** Opening SUPPLIED DATA block **
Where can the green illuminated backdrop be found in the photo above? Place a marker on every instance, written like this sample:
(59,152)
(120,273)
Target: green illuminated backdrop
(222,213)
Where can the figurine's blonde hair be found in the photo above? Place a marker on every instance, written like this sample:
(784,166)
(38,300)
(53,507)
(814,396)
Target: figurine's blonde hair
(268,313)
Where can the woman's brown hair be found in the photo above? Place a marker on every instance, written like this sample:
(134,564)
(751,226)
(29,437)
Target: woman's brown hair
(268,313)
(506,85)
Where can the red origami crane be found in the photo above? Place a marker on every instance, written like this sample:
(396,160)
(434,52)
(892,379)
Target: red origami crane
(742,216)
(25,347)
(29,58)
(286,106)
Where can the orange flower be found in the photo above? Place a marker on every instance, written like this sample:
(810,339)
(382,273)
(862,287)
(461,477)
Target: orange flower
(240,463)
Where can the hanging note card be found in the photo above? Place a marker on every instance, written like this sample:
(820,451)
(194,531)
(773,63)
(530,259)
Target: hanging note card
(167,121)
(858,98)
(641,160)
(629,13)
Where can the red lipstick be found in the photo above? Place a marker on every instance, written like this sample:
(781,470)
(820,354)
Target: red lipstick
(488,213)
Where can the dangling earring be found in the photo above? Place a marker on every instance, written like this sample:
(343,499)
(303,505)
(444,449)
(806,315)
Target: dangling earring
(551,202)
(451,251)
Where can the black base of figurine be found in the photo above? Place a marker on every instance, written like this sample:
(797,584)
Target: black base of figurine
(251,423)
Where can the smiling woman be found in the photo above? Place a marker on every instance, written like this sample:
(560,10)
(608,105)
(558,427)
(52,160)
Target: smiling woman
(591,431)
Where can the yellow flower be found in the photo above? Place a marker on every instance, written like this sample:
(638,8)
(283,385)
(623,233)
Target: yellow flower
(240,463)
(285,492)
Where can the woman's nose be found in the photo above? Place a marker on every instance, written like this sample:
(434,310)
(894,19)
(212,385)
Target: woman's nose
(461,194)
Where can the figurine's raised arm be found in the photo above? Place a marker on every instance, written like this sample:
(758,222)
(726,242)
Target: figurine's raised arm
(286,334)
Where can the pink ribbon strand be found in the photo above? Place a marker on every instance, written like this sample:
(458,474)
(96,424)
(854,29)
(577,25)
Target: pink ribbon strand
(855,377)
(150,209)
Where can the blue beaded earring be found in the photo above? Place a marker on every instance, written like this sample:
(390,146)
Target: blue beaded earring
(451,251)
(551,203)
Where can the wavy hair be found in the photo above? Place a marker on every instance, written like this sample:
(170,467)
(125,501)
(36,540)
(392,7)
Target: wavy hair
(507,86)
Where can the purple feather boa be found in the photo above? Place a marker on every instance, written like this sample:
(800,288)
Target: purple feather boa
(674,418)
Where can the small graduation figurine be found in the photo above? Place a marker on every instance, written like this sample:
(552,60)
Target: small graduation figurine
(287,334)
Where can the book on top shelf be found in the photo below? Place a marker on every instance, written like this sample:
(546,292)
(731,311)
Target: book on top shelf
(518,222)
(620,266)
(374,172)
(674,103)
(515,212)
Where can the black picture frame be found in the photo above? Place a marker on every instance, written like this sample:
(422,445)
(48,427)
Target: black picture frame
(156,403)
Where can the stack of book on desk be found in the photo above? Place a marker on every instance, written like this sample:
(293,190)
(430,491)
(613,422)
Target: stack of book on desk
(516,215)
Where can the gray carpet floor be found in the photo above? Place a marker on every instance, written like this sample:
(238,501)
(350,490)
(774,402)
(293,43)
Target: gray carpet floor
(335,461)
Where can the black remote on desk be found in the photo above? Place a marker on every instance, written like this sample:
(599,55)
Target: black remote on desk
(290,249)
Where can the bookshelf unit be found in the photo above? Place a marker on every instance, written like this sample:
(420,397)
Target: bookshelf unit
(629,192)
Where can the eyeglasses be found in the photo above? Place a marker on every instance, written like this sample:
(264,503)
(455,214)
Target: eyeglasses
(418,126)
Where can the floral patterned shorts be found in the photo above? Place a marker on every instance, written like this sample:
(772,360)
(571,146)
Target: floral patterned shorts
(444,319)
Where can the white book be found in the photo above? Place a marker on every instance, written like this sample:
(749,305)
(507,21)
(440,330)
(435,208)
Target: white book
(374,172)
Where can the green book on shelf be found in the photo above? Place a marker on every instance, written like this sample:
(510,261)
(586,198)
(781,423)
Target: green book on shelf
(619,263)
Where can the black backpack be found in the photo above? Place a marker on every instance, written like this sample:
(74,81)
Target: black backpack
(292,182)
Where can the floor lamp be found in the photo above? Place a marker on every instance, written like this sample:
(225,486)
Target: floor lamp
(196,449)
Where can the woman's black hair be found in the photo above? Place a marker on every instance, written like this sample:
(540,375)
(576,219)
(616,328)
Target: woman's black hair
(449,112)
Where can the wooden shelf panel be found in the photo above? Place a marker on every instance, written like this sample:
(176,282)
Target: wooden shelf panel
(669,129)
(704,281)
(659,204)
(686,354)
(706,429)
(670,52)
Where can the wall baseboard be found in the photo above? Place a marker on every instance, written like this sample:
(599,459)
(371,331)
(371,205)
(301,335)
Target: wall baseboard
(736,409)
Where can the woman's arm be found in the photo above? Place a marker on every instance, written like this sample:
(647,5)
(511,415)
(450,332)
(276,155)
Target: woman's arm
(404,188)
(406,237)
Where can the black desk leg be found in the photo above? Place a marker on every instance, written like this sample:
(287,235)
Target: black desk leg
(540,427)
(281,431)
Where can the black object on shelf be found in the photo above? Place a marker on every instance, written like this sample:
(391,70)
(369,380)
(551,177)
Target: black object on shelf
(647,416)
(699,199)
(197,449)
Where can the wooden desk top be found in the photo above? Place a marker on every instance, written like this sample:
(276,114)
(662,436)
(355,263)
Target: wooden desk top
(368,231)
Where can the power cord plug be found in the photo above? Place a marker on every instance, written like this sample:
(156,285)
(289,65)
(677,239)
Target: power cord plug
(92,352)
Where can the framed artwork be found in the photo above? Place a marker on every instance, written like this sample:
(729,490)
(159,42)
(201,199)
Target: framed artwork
** Closing SUPPLIED DATA block **
[EXERCISE REQUIREMENTS]
Pick out every line above that holds the word "framed" and copy it.

[OUTPUT OF THE TASK]
Where can the framed artwork be found in the photo above? Place a marker on every instance, written like this sample:
Target: framed artwork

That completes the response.